══ Extrait

Enfin, il était rappelé que la personne pouvait contester la régularité du contrôle « par voie d’exception », à savoir comme un moyen de défense en cas de poursuite contre elle.
Sur ce point, la Cour de cassation avait relevé la faiblesse de la disposition: « Cependant, notamment en l’absence de tout recours par voie d’action [en prenant l’initiative d’un contentieux] ouvert à la personne directement intéressée par le contrôle, la question de savoir si ces garanties sont propres à assurer une conciliation équilibrée entre, d’une part, la liberté individuelle, le droit au respect de la vie privée et la liberté d’aller et venir, d’autre part, la lutte contre les fraudes transfrontalières et les atteintes aux intérêts financiers de l’Etat et de l’Union européenne est sérieuse. »
Le Conseil constitutionnel a suivi la Cour de cassation, en plaçant le débat à un niveau plus global critiquant le déséquilibre de l’article 60 en faveur de la Douane.
Le Conseil rappelle le principe que « La lutte contre la fraude en matière douanière, qui participe de l’objectif de valeur constitutionnelle de recherche des auteurs d’infractions justifie que les agents des douanes puissent procéder à la fouille des marchandises, des véhicules ou des personnes. » (point 7)
Le Conseil constate ensuite que « les dispositions contestées permettent, en toutes circonstances, à tout agent des douanes de procéder à ces opérations pour la recherche de toute infraction douanière, sur l’ensemble du territoire douanier et à l’encontre de toute personne se trouvant sur la voie publique. » (point 8)

════
══ Lignes de données

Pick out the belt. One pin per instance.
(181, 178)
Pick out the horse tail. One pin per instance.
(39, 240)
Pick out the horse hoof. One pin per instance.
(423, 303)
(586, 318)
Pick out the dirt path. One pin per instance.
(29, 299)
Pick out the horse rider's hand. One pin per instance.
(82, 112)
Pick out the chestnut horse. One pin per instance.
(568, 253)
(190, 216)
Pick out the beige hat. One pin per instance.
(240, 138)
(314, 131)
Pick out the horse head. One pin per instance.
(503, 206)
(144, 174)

════

#### Énoncé
Rédigez la suite de l'extrait sur l'article 60 du code des douanes, en reprenant juste après sa dernière phrase.

#### Réponse
Le dispositif a été déclaré contraire à la Constitution, dès lors qu’il ne précise « … pas suffisamment le cadre applicable à la conduite de ces opérations, tenant compte par exemple des lieux où elles sont réalisées ou de l’existence de raisons plausibles de soupçonner la commission d’une infraction ». Ainsi le législateur « n’a pas assuré une conciliation équilibrée entre, d’une part, la recherche des auteurs d’infractions et, d’autre part, la liberté d’aller et de venir et le droit au respect de la vie privée. » (point 9)
Cependant, le Conseil constitutionnel a décidé que la déclaration d’inconstitutionnalité ne prendra effet que le 1er septembre 2023 pour laisser au législateur le temps de remédier au problème.
Personne ne pourra bénéficier du travail opiniâtre du demandeur à la QPC, vraisemblablement pas même lui…, ce qui est un frein regrettable à l’utilisation de la question prioritaire de constitutionnalité.
Par un arrêt du 7 septembre 2022 (pourvoi
21-80.397), la chambre criminelle de la Cour de cassation a tiré les premières conséquences de la réforme de la procédure pénale douanière opérée par l’ordonnance 2019-963 du 18 septembre 2019 modifiée et ratifiée par une loi 2020-1672 du 24 décembre 2020 (cf. notre présentation dans la Lettre d’information n° 38 – janvier-avril 2021).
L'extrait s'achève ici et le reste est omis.